> **EXCERPT**:
************

But on mcmcsamp(), I'm still confused.  I changed the example slightly
and got the same problem:

> y <- (1:20)*pi
> x <- (1:20)^2
> group <- rep (1:2, each=10)
> M1 <- lmer (y ~ 1 + (1 | group))
> M2 <- lmer (y ~ 1 + x + (1 + x | group))
> mcmcsamp (M1, saveb=TRUE)
> mcmcsamp (M2, saveb=TRUE)
Error: inconsistent degrees of freedom and dimension
Error in t(.Call("mer_MCMCsamp", object, saveb, n, trans, PACKAGE =
"Matrix")) :
unable to find the argument 'x' in selecting a method for
function 't'

It really should be able to work (actually, the earlier example should
work too), but maybe it gets hung up when there are only two groups.
Indeed, when I change 20 and 2 above to 30 and 3, it works fine.

So I guess, as a practical matter, this is fine.  The domain where
lmer() excels is large datasets with many groups; conversely, Bugs works
best with small datasets with few groups.  However, I do like to use
lmer() as a starting point, so I hope that at some point it will fully
work in the above example also.

Also, since I have you on the line, so to speak, I noticed that coef()
gives estimated group-level coefficients, and ranef() gives these
coefficients centered at zero:

> coef(M2)

************

> **ITEMS**:
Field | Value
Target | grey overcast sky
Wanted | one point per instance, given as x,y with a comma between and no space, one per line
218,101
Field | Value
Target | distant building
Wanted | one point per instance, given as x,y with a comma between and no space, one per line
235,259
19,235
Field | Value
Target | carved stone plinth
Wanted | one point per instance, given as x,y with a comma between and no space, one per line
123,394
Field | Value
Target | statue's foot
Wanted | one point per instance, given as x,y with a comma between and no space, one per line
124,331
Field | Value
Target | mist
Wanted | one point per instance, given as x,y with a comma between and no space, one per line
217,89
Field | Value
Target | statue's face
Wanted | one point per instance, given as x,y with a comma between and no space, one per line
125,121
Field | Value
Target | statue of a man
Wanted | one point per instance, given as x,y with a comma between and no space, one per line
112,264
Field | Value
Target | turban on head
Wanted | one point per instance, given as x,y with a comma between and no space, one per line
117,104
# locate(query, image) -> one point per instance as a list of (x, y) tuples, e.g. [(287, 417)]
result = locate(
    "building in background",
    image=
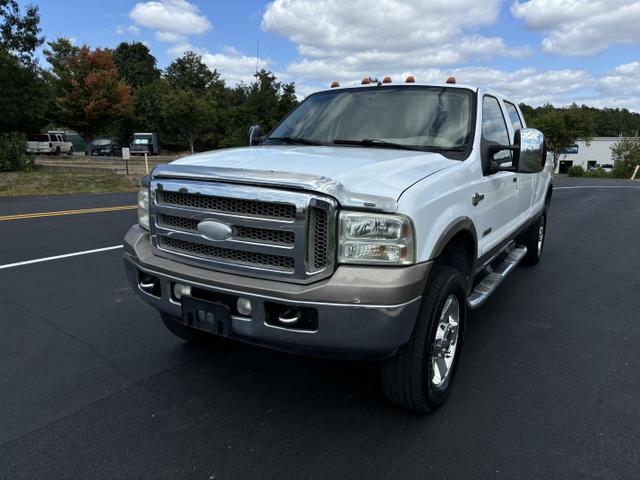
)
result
[(598, 152)]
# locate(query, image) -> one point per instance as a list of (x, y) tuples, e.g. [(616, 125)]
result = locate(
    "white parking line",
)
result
[(597, 186), (57, 257)]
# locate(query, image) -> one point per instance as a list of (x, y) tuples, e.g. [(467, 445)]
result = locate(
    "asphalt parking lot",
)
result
[(93, 386)]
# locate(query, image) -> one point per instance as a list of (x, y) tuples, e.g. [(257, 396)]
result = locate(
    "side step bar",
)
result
[(488, 284)]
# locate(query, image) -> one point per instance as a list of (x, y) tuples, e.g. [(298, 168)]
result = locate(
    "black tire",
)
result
[(186, 333), (534, 239), (407, 376)]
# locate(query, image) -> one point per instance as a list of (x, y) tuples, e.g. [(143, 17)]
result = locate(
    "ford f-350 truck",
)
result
[(366, 224)]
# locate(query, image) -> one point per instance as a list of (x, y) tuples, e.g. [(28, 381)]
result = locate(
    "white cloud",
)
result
[(581, 27), (622, 79), (344, 39), (170, 37), (173, 20), (120, 30), (618, 88)]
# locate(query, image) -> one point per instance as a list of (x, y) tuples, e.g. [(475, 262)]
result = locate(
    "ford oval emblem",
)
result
[(214, 230)]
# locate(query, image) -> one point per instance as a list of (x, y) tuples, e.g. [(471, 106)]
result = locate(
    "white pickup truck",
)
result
[(365, 225), (49, 143)]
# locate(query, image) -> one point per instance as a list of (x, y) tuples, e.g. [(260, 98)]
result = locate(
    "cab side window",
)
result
[(494, 126), (514, 116)]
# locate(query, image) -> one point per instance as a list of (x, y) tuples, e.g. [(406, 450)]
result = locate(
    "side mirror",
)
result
[(255, 135), (529, 153), (532, 152)]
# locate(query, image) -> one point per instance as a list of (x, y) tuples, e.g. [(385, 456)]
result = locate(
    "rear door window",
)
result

************

> **WHAT IS ASKED**: In the excerpt about mcmcsamp() above, what kind of data does the writer say lmer() handles best?

> **THE ANSWER**: Large datasets with many groups.